— START —

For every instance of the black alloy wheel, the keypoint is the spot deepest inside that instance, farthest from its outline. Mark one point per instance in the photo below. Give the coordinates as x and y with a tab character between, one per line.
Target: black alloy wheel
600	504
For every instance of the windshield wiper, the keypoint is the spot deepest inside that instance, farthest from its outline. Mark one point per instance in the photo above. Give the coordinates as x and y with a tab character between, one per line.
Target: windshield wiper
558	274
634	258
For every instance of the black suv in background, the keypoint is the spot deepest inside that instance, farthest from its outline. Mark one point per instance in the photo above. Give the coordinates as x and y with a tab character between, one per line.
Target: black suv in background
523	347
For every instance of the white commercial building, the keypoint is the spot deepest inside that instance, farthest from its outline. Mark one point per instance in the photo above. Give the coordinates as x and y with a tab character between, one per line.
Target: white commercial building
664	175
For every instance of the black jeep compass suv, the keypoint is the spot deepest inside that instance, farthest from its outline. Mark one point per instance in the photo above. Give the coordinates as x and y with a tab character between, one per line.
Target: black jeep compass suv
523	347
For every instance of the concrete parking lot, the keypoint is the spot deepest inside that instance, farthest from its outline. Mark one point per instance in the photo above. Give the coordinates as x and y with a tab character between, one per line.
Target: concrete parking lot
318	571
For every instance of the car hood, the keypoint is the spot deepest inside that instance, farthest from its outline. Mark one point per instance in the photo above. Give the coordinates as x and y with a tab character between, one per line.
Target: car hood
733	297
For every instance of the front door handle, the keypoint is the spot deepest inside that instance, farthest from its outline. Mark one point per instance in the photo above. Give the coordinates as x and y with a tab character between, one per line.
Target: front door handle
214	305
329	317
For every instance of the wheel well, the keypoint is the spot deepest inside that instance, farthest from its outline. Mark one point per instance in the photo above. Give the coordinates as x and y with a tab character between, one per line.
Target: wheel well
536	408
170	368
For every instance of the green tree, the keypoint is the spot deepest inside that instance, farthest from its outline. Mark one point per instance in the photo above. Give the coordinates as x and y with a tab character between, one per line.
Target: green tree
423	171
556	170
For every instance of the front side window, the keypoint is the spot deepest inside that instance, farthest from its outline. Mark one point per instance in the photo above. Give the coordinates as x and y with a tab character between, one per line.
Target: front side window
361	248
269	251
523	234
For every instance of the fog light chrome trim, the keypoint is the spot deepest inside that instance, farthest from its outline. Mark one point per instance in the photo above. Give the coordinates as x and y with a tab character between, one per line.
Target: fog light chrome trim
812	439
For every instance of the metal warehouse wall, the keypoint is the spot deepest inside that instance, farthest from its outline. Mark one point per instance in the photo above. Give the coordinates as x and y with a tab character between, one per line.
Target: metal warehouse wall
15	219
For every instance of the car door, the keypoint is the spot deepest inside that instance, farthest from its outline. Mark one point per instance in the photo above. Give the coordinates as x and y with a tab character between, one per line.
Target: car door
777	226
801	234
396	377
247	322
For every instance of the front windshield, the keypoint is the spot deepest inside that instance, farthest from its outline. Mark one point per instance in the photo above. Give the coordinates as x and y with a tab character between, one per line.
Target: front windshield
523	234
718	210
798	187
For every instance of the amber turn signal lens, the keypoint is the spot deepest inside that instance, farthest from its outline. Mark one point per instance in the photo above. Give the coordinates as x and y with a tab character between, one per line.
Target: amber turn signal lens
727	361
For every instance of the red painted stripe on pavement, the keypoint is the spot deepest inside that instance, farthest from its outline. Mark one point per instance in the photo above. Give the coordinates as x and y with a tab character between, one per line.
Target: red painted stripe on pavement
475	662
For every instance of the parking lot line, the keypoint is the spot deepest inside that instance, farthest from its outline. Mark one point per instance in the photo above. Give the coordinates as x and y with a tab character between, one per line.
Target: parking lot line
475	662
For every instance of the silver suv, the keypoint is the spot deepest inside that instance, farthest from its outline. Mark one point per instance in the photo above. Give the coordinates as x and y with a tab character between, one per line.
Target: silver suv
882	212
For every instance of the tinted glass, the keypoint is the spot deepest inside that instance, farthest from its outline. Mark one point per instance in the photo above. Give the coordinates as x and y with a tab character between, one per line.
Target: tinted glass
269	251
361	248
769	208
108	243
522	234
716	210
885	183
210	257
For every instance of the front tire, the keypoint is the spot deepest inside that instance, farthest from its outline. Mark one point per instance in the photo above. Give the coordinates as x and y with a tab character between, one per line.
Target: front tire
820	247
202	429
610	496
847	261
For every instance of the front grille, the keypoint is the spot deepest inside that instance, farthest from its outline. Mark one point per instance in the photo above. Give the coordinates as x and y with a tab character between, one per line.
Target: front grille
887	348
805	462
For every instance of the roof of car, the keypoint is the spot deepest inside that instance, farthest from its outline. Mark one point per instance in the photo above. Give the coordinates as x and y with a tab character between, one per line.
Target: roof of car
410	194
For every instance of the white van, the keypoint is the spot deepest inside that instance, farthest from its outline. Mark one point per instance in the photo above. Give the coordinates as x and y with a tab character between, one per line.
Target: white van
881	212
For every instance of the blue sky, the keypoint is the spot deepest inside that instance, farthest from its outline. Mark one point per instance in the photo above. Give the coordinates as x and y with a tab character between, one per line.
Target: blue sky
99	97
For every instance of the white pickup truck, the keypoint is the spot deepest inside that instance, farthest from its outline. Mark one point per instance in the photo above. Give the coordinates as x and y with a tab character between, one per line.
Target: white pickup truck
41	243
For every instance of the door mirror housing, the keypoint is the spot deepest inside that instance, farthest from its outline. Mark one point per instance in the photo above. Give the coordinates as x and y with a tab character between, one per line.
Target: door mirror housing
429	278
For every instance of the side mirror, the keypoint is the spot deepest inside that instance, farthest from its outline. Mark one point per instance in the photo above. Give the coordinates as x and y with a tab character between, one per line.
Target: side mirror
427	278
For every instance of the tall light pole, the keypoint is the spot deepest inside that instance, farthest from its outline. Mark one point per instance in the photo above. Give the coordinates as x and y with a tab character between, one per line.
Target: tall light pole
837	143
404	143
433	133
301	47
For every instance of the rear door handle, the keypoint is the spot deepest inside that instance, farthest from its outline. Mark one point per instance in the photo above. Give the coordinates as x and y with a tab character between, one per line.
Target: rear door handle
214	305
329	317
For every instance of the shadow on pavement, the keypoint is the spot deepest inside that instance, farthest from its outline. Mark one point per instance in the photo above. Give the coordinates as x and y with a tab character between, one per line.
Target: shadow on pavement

— END —

What you need to do: Output the listing above without altering a single character.

Exercise solution:
For every instance of the black alloy wheel, the keypoint is the spot deepest inside that instance, farthest from its outline. Mark one point per instance in the photo below. Give the coordinates as x and y with a tab character between, one per line.
Target: black alloy wheel
600	504
For every instance of the windshield wiper, the keypoint is the spot deepest inside that instance, farthest from its outline. Mark one point per instance in the photo above. Give the coordinates as x and y with a tab character between, one per line.
Target: windshield wiper
558	274
634	258
For every instance of the black suv in background, the keypoint is the spot deepest inside that instance, farthest from its outline. Mark one point per instance in the photo above. Give the coordinates as x and y with a tab character between, one per line.
Target: black suv in background
523	347
For every instance of the white commercial building, the keypoint is the spot deepest inside that instance, farthest from its outline. Mark one point per instance in the photo above. Give the coordinates as x and y with a tab character between, one per line.
Target: white commercial building
664	175
For every instance of the black jeep compass suv, the keypoint is the spot deepest inside that instance, farthest from its outline. Mark one point per instance in the photo above. Give the coordinates as x and y with a tab character between, one per line.
Target: black jeep compass suv
523	347
For every instance of the concrete parking lot, the keypoint is the spot deepest inside that instance, farthest from its outline. Mark one point per instance in the photo above. Give the coordinates as x and y with a tab character between, one per line.
Target: concrete parking lot
318	571
For every instance of the car hood, the keypoint is the spot deepest inside that instance, farthest from its outline. Mark one point per instance in the photo above. Give the coordinates as x and y with a tab character between, one per line.
Target: car hood
733	297
For every instance of the front door handle, the keypoint is the spot deepest inside that instance, farthest from its outline. Mark one point per instance in the photo above. Give the coordinates as x and y with a tab character between, one per line.
Target: front door handle
214	305
329	317
For every instance of the wheel well, the keypoint is the spot deepest inside that instance, farthest from its outline. Mark one point per instance in the photo above. Give the coordinates as x and y with a tab character between, one per line.
Target: wheel well
536	408
170	368
For every instance of the green tree, the keypoint is the spot deepest inside that instance, farthest from its outline. Mark one point per instance in the photo above. Give the coordinates as x and y with a tab character between, one per line.
Target: green tree
423	171
556	170
For every instance of the front side window, the keypoint is the spot deepest inside that instance, farthest from its outline. Mark one point per instance in the photo above. Give the coordinates as x and y with a tab character between, one per line.
Target: front side window
361	248
269	251
523	234
For every instance of the fog light chrome trim, the keypoint is the spot deepest inside that instance, farthest from its outline. Mark one point per instance in the photo above. Give the coordinates as x and y with a tab character between, one per line.
Target: fog light chrome trim
812	439
For every instance of the metal warehouse wall, the keypoint is the spot deepest inside that instance, farthest from its outline. Mark one point per instance in the photo above. Give the coordinates as x and y with a tab character between, one per line.
Target: metal warehouse wall
15	219
For every instance of the car door, the keypoint is the spot deepest inside that instance, farthest from its outline. Mark one point per instance in the photo above. Give the coordinates as x and y with a tab character between, one per line.
Target: car door
777	226
801	234
396	377
247	322
For every instance of the front windshield, the keypoint is the spot deepest inside that instance, farthest from its outline. Mark one point per instance in the photo above. Give the coordinates as x and y with a tab character between, one per line.
Target: front windshield
523	234
718	210
798	187
For every instance of the amber turn signal lens, the keypoint is the spot deepest inside that instance, farthest from its outline. Mark one point per instance in the photo above. Give the coordinates as x and y with a tab character between, one per line.
Target: amber turn signal lens
727	361
For every instance of the red painted stripe on pavement, the keypoint is the spot deepest inside that instance, farthest from its outline. Mark one point per instance in the photo above. Give the coordinates as x and y with a tab character between, one per line.
Target: red painted stripe on pavement
475	662
For every instance of the parking lot line, the keypoint is the spot deepest inside that instance, farthest from its outline. Mark one point per instance in the photo above. Give the coordinates as x and y with a tab character between, one per line.
Target: parking lot line
475	662
For every instance of the silver suv, the keypoint is the spot deepest inside that instance, farthest from its outline. Mark one point per instance in the photo above. Give the coordinates as x and y with a tab character between, one per line.
Target: silver suv
882	212
For every instance of the tinted glass, the keypoint is the spot deepest inside that instance, farthest from its outline. Mark one point per instance in the photo above. Give the coordinates as x and y with a tab character between, one per line.
Target: tinted glass
269	251
361	248
769	208
108	243
522	234
716	210
885	183
210	257
For every instance of the front tire, the keypoint is the spot deepest inside that instance, farthest from its outline. Mark one point per instance in the photo above. Give the coordinates as x and y with a tab character between, one per line.
Target: front tire
820	247
202	429
610	496
847	261
For every instance of the front grille, the keypoint is the spot deepest inside that instance, farthest from its outline. Mark one point per instance in the photo above. Give the coordinates as x and y with a tab character between, one per line.
Target: front grille
887	348
805	462
For every instance of the roof of car, the keypoint is the spot deepest inside that instance, farthest from its outline. Mark one point per instance in the photo above. Give the coordinates as x and y with a tab character between, one per line.
Target: roof of car
410	194
For every instance of the white van, the keypoint is the spot deepest inside that instance, farthest from its outline. Mark one point per instance in the photo above. Give the coordinates as x and y with a tab character between, one per line.
Target: white van
881	212
For every instance of the blue sky, the keypoint is the spot deepest inside that instance, farthest from its outline. Mark one point per instance in the photo above. Give the coordinates as x and y with a tab character between, one per line.
Target: blue sky
99	97
For every instance of the white pickup truck, the keypoint is the spot deepest inside that instance, farthest from its outline. Mark one point per instance in the photo above. Give the coordinates as x and y with a tab character between, one per line.
Target: white pickup truck
41	243
For every instance of the door mirror housing, the keypoint is the spot deepest inside that instance, farthest from its outline. Mark one point per instance in the photo above. Give the coordinates as x and y with a tab character between, one per line.
Target: door mirror housing
429	278
For every instance of the side mirror, the keypoint is the spot deepest inside that instance, farthest from its outline. Mark one point per instance in the photo above. Give the coordinates as x and y with a tab character between, one per line.
Target: side mirror
427	278
For every instance of the tall light pole, the keypoint is the spot deepest inside that instance, farthest from its outline. Mark one point per instance in the photo above. Give the coordinates as x and y with a tab character between, one per line.
Target: tall light pole
837	143
404	143
433	133
301	47
For every instance of the rear door handle, the keypoint is the spot deepest inside that instance, farthest from its outline. Mark one point per instance in the photo above. Give the coordinates as x and y with a tab character between, one per line.
Target: rear door handle
214	305
329	317
For every instance of the shadow on pavement, the keypoint is the spot deepest inside that instance, farthest from its outline. Mark one point per instance in the photo above. Give the coordinates as x and y with a tab character between, one per line.
Target: shadow on pavement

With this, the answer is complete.